Reproduce all records exactly.

MATERIAL PROVIDED -
# # # #

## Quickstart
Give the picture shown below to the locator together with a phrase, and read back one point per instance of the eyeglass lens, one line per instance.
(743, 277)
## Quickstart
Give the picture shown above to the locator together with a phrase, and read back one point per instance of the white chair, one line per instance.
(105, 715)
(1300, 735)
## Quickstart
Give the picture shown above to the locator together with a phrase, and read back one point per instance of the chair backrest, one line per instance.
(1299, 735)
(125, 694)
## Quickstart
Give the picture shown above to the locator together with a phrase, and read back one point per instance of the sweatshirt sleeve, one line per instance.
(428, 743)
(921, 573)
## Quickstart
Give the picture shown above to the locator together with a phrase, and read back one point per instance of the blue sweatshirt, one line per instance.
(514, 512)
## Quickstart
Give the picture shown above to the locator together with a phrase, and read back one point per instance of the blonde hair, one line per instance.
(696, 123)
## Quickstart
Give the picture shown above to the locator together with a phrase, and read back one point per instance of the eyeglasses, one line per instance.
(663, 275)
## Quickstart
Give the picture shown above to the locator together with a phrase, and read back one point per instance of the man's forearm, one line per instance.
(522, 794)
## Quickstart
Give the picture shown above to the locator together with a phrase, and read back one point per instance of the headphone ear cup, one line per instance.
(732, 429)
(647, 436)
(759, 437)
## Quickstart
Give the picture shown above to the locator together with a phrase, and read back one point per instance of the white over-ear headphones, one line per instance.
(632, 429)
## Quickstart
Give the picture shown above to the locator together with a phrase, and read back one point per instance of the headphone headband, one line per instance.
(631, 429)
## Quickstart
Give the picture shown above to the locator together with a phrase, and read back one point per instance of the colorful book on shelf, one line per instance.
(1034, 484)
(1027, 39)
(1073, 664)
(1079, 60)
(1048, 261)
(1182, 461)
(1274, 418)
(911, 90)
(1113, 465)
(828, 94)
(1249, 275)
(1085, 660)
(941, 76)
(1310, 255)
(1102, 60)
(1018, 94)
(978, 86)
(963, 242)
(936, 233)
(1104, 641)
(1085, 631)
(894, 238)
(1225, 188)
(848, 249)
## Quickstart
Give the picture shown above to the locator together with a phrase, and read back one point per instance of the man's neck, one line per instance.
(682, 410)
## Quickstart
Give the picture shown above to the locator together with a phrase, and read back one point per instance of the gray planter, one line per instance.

# # # #

ANSWER -
## Quickstart
Give the picture shown below to the locator together with a phrase, and read back one point per instance of the eyeglass lens, one line per instance.
(743, 277)
## Quickstart
Give the picture shown above to the locator together with a phrase, and read back one point per instance of the white chair, one line per instance.
(105, 715)
(1300, 735)
## Quickstart
Give the picture shown above to the locator together with a phrase, and read back one point per instance of the chair backrest, one line per instance.
(1299, 735)
(125, 694)
## Quickstart
Give the picture shown above to the locator together with a phrase, and read back one point per instance of the sweatshirt sleeve, one line per instance.
(428, 743)
(921, 573)
## Quickstart
Give the picture shown above to the locator together with a phrase, and read back one point per instance of the blue sweatshirt, one line per instance.
(514, 512)
## Quickstart
Give the picture shown above to the locator together with a phrase, and read back one point per instance of the blonde hair, one line per instance.
(696, 123)
## Quickstart
Give the picture shown above to the locator together with a phrase, and read back one point per instance of the eyeglasses, one line per instance.
(663, 275)
## Quickstart
Give the picture shown above to the locator together with a phrase, and read back one point per instance of the man's forearm, one line per instance.
(522, 794)
## Quickstart
Give the picture shown above to the locator together with a phrase, and read back one point per instance of the headphone ear cup, one line per instance.
(732, 429)
(647, 436)
(759, 437)
## Quickstart
Give the picture shown above to the locator together with a phrase, and read back one point per instance of the white over-ear headphones, one line per instance.
(632, 429)
## Quickstart
Give the picture shown above to the locator together with a phrase, and read back one point per instance of the headphone headband, one line per instance.
(631, 429)
## Quickstart
Give the picture shown above to the locator together with a phrase, and read back one point per instance of the colorful book on shelf, one line per instance.
(1034, 484)
(1027, 39)
(1073, 664)
(1079, 60)
(1048, 261)
(1182, 461)
(1274, 418)
(911, 90)
(1113, 465)
(828, 94)
(1249, 275)
(1085, 660)
(941, 76)
(1310, 255)
(1102, 60)
(1018, 94)
(978, 86)
(963, 242)
(936, 233)
(1104, 641)
(1085, 631)
(894, 238)
(1225, 188)
(848, 249)
## Quickstart
Give the picture shown above to the locator together with a phrase, and read back one point per instance of the man's neck, one line per instance.
(682, 410)
## Quickstart
Give the picture shown above to the locator together with a phrase, and read back one point per instance of the gray planter, one line per instance.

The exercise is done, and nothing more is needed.